# Direction:
Convert the lines below into a Markdown table with two columns, Row and Line, numbering each row and skipping any blank lines. Leave the pictures out of the table.

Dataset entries
· · · ·

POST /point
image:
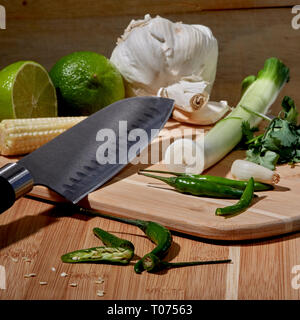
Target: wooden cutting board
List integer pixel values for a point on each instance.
(135, 196)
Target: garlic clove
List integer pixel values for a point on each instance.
(209, 113)
(184, 156)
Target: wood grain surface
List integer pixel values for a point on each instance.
(34, 235)
(135, 196)
(40, 232)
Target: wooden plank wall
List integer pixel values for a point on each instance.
(248, 32)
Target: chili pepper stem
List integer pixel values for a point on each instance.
(194, 263)
(170, 181)
(161, 171)
(152, 263)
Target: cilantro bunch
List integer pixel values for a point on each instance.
(280, 142)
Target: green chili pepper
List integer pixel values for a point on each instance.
(99, 254)
(116, 251)
(196, 187)
(111, 240)
(152, 263)
(238, 184)
(243, 203)
(157, 233)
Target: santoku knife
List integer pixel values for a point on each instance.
(70, 165)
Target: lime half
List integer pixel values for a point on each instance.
(26, 91)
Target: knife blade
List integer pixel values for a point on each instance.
(79, 160)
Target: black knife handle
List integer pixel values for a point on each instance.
(15, 181)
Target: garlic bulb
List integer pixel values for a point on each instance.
(244, 170)
(158, 57)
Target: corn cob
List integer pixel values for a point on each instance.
(21, 136)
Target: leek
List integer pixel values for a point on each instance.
(258, 94)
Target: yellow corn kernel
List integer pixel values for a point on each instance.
(21, 136)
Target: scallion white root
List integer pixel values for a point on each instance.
(244, 170)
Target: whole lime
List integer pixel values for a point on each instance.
(85, 82)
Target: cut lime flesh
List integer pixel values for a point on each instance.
(33, 94)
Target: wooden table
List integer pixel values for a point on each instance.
(33, 234)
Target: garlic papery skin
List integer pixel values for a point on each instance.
(158, 57)
(244, 170)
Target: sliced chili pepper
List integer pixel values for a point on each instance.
(116, 251)
(99, 255)
(242, 204)
(238, 184)
(157, 233)
(111, 240)
(196, 187)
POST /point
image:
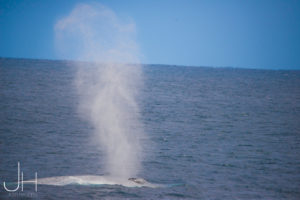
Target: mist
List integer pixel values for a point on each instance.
(108, 83)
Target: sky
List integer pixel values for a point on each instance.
(218, 33)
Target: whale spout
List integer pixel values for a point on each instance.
(137, 180)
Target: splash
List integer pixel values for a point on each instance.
(108, 83)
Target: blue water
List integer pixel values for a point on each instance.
(212, 133)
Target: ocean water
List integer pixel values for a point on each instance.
(213, 133)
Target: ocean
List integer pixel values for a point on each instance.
(212, 133)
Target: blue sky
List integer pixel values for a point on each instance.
(250, 33)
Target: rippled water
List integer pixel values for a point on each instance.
(212, 133)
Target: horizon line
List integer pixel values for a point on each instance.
(177, 65)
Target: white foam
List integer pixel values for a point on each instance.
(91, 180)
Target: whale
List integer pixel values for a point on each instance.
(93, 180)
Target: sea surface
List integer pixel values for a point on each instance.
(213, 133)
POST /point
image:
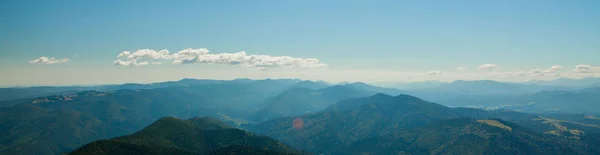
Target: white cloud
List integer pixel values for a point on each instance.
(504, 73)
(437, 73)
(553, 71)
(434, 73)
(487, 67)
(583, 69)
(202, 55)
(49, 61)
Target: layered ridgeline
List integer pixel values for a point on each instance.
(60, 123)
(383, 124)
(298, 101)
(193, 136)
(584, 101)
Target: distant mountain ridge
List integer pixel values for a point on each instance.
(193, 136)
(383, 124)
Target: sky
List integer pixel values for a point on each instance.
(109, 42)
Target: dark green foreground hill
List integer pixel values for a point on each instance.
(383, 124)
(182, 137)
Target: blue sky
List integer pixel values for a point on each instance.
(357, 40)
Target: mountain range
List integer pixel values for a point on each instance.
(351, 118)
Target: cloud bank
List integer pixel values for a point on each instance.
(48, 61)
(585, 69)
(437, 73)
(202, 56)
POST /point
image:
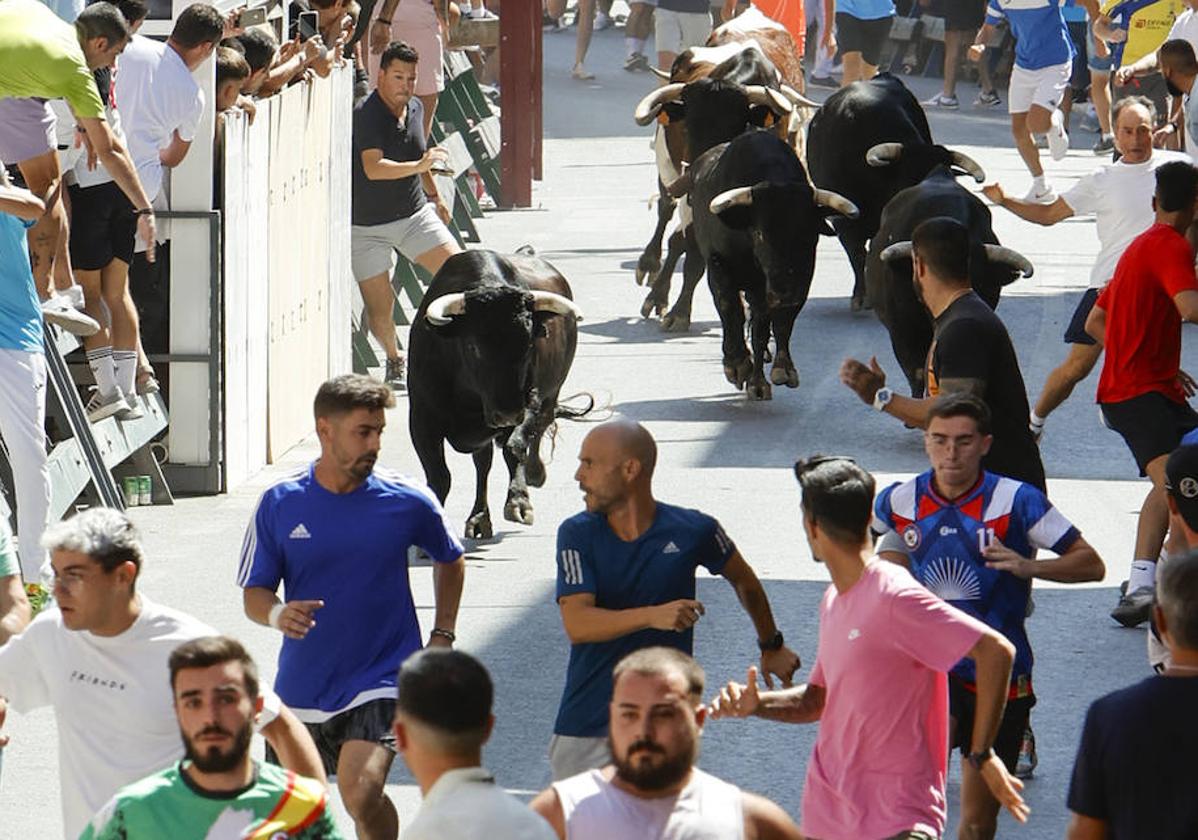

· · · ·

# Answer to this exercise:
| Row | Line |
|---|---|
| 1 | POST /point |
| 2 | image: |
| 3 | Target: wooden cutting board |
| 4 | List integer pixel values for a point on each instance. |
| 5 | (135, 196) |
| 6 | Target: garlic clove |
| 7 | List integer pixel values for a point on each instance. |
| 8 | (209, 113) |
| 9 | (184, 156) |
| 10 | Target: wood grain surface |
| 11 | List integer pixel values for a point on each instance. |
| 12 | (34, 235) |
| 13 | (135, 196) |
| 14 | (40, 232) |
| 15 | Target: wooden plank wall |
| 16 | List integer pixel values for a point on each instance. |
| 17 | (248, 32) |
| 18 | Target: chili pepper stem |
| 19 | List integer pixel values for a point on each instance. |
| 20 | (194, 263) |
| 21 | (170, 181) |
| 22 | (161, 171) |
| 23 | (152, 263) |
| 24 | Target: cilantro bunch |
| 25 | List integer pixel values for a point on each instance. |
| 26 | (280, 142) |
| 27 | Target: green chili pepper |
| 28 | List integer pixel values for a point on each instance. |
| 29 | (99, 254) |
| 30 | (116, 251) |
| 31 | (196, 187) |
| 32 | (111, 240) |
| 33 | (152, 263) |
| 34 | (238, 184) |
| 35 | (243, 203) |
| 36 | (157, 233) |
| 37 | Target: santoku knife |
| 38 | List integer pixel values for a point on each instance. |
| 39 | (70, 165) |
| 40 | Target: lime half |
| 41 | List integer pixel values for a point on each instance. |
| 42 | (26, 91) |
| 43 | Target: knife blade |
| 44 | List integer pixel values for a point on each instance. |
| 45 | (79, 160) |
| 46 | Target: black knife handle |
| 47 | List integer pixel values for a point on each instance. |
| 48 | (15, 181) |
| 49 | Target: garlic bulb |
| 50 | List integer pixel values for a point on each instance. |
| 51 | (244, 170) |
| 52 | (158, 57) |
| 53 | Target: corn cob |
| 54 | List integer pixel values for a point on each instance. |
| 55 | (21, 136) |
| 56 | Target: leek |
| 57 | List integer pixel values for a point on each instance. |
| 58 | (258, 94) |
| 59 | Target: yellow corn kernel |
| 60 | List integer pixel values for a point on each instance. |
| 61 | (21, 136) |
| 62 | Target: scallion white root |
| 63 | List integer pixel values for a point on each instance. |
| 64 | (244, 170) |
| 65 | Target: whole lime |
| 66 | List integer pixel values for a point on each instance. |
| 67 | (85, 82) |
| 68 | Target: cut lime flesh |
| 69 | List integer pixel values for a point on each instance. |
| 70 | (33, 94) |
| 71 | Target: wooden table |
| 72 | List integer pixel values for a point on each instance. |
| 73 | (33, 234) |
| 74 | Target: garlic papery skin |
| 75 | List integer pixel values for a point on each instance. |
| 76 | (158, 57) |
| 77 | (244, 170) |
| 78 | Target: sliced chili pepper |
| 79 | List integer pixel values for a point on each instance. |
| 80 | (116, 251) |
| 81 | (99, 255) |
| 82 | (242, 204) |
| 83 | (238, 184) |
| 84 | (157, 233) |
| 85 | (111, 240) |
| 86 | (196, 187) |
| 87 | POST /point |
| 88 | image: |
| 89 | Target: mist |
| 90 | List integer pixel values for a point on each instance. |
| 91 | (108, 83) |
| 92 | Target: sky |
| 93 | List integer pixel values for a point on each instance. |
| 94 | (218, 33) |
| 95 | Target: whale spout |
| 96 | List integer pixel values for a point on each instance. |
| 97 | (137, 180) |
| 98 | Target: splash |
| 99 | List integer pixel values for a point on each instance. |
| 100 | (108, 83) |
| 101 | Target: blue water |
| 102 | List integer pixel values for a point on each instance. |
| 103 | (212, 133) |
| 104 | Target: ocean water |
| 105 | List integer pixel values for a point on each instance. |
| 106 | (213, 133) |
| 107 | Target: ocean |
| 108 | List integer pixel values for a point on each instance. |
| 109 | (212, 133) |
| 110 | Target: blue sky |
| 111 | List integer pixel values for a point on each instance. |
| 112 | (250, 33) |
| 113 | Target: rippled water |
| 114 | List integer pixel values for a point on each instance. |
| 115 | (212, 133) |
| 116 | Target: horizon line |
| 117 | List integer pixel values for a point on each instance. |
| 118 | (177, 65) |
| 119 | Target: white foam |
| 120 | List integer pixel values for a point on each instance. |
| 121 | (91, 180) |
| 122 | Target: whale |
| 123 | List integer pixel values for a point on each instance. |
| 124 | (93, 180) |
| 125 | Target: sea surface |
| 126 | List integer pixel values for a point on each instance. |
| 127 | (213, 133) |
| 128 | POST /point |
| 129 | image: |
| 130 | Target: white cloud |
| 131 | List integer pixel values for a point on each instance. |
| 132 | (504, 73) |
| 133 | (437, 73) |
| 134 | (553, 71) |
| 135 | (434, 73) |
| 136 | (487, 67) |
| 137 | (583, 69) |
| 138 | (202, 55) |
| 139 | (49, 61) |
| 140 | Target: layered ridgeline |
| 141 | List integer pixel values for a point on each instance. |
| 142 | (60, 123) |
| 143 | (383, 124) |
| 144 | (298, 101) |
| 145 | (193, 136) |
| 146 | (584, 101) |
| 147 | Target: distant mountain ridge |
| 148 | List integer pixel values for a point on each instance. |
| 149 | (193, 136) |
| 150 | (383, 124) |
| 151 | Target: sky |
| 152 | List integer pixel values for a point on each instance. |
| 153 | (109, 42) |
| 154 | Target: dark green foreground hill |
| 155 | List integer pixel values for a point on each instance. |
| 156 | (383, 124) |
| 157 | (182, 137) |
| 158 | Target: blue sky |
| 159 | List integer pixel values for a point on each instance. |
| 160 | (357, 40) |
| 161 | Target: mountain range |
| 162 | List integer pixel values for a point on each instance. |
| 163 | (351, 118) |
| 164 | Target: cloud bank |
| 165 | List integer pixel values for a point on each instance. |
| 166 | (48, 61) |
| 167 | (585, 69) |
| 168 | (437, 73) |
| 169 | (202, 56) |
| 170 | POST /point |
| 171 | image: |